[[ Given text open ]]
By Valerie Edwards/reporter
The phone rang quietly at the receptionist’s desk. I heard a slight pause, then the phone on my desk rang.
It was a typical day of writing insurance policies, handling claims and pushing papers as I had the day before and the day before that. But this day in particular is one I will never forget. It was the day I received the phone call telling me I had multiple sclerosis.
I was 23.
Many people who learn they have MS have signs and symptoms for years indicating something is wrong, but usually, they cannot pinpoint the cause. Most find out they have the disease well into their 40s. The majority have a well-developed career, a spouse, a home, and some already have children too.
For these people, having the diagnosis is a relief, answers to the unknown and finally a point at which they can try to treat the symptoms that continue to attack.
The day I learned I had MS, I was terrified, plain and simple. I was angry that the doctor sharing life-altering news called while I was at work.
He shared with me that I had lesions on my brain and spine, but then he provided me no comfort, no reading materials, nothing to put my mind at ease. He left me hanging to fight my own fears — alone.
After extensive research at the local library, bookstores and thousands of Internet sites, I learned I was going to end up in a wheelchair, I would be depressed, I would struggle climbing stairs or stepping up onto curbs. I would have to wear special shoes with awkward contraptions if I could continue walking. I would have problems with my vision, I would have cognitive setbacks and I could never go outside in the Texas heat because the results could exacerbate my disease.
To make matters worse, the “solution” consisted of daily, three-times-a-week or weekly shots to try to keep the disease under control, but even those may or may not work.
I was completely deflated. A shot, for the rest of my life?
The outlook was grim.
I only had numbness in my toes on my left foot in the beginning. Within weeks, the numbness traveled up the entire left side of my body to my ribcage.
I was an athlete throughout school, and until this point, I had a squeaky clean bill of health. I thought I was invincible. But on this day, I was helpless and shaken.
That was in 2002, but I have made a lot of discoveries along the way to get where I am today.
Multiple sclerosis attacks the body’s own immune system. With MS, there is no standard “this will happen to you.” In fact, it is extremely unpredictable. No fixed method of treatment will make everything better, but several options are available to find what works best. MS is truly different for everyone, but others are out there who can relate their stories or listen to yours.
[[ Given text closed ]]
[[ Records shown open ]]
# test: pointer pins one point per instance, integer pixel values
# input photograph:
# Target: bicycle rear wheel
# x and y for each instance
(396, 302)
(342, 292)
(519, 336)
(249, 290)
[[ Records shown closed ]]
Assigned task 1: In the essay about multiple sclerosis, how old was the writer when the diagnosis came?
Assigned task 2: From the essay about multiple sclerosis, copy word for word the part that opens with the words containing "By Valerie Edwards/reporter" and closes with "have children too.".
Assigned task 3: Proceed with the essay about multiple sclerosis, picking up right after its final sentence.
None of the records are needed.

Exercise output 1: The writer was 23.

Exercise output 2:
By Valerie Edwards/reporter
The phone rang quietly at the receptionist’s desk. I heard a slight pause, then the phone on my desk rang.
It was a typical day of writing insurance policies, handling claims and pushing papers as I had the day before and the day before that. But this day in particular is one I will never forget. It was the day I received the phone call telling me I had multiple sclerosis.
I was 23.
Many people who learn they have MS have signs and symptoms for years indicating something is wrong, but usually, they cannot pinpoint the cause. Most find out they have the disease well into their 40s. The majority have a well-developed career, a spouse, a home, and some already have children too.

Exercise output 3:
The biggest breakthrough for me was realizing those suffering who are lucky enough to “catch” the disease at a young age have a real chance to stop its progression.
As I started telling family, friends, co-workers and even strangers about my disease, I found strength, comfort and a refreshed outlook.
Despite the initial research suggesting otherwise, I enjoy the outdoors anywhere, but especially in Texas. I continue to play sports weekly. I live on the third floor and climb stairs daily. My vision is still 15/20, and my mind is sharp. I am not depressed, and I have never needed a wheelchair.
High heels and multiple sclerosis are often a recipe for disaster, but for me, wearing high heels is a daily reminder that I am stronger than the disease, and I will not accept defeat in my battle. In fact, I wear high heels every day. I am proud, and I love it.
I found a new neurologist, one that not only knew more about the disease but who treated me like an individual with care and compassion.
With the help of my doctor, I also found the medicine — a weekly shot — that not only works for me, but one that seemingly has stopped the progression of my disease.
I also learned many new drugs are being researched every day and released to the public more often. Oral medications are slowly starting to break into the market, which is a welcomed addition.
Many devices are available to assist people with MS to continue to do the things they have always done, such as body cooling packs for those who love the outdoors.
I know I am fortunate, but I am also thankful. Finding out I had MS at 23 was a blessing, not a calamity. I could face the disease head-on, and I could fight back.
My outlook today is very different from that fearful day in the office. I may have MS, but MS does not have me.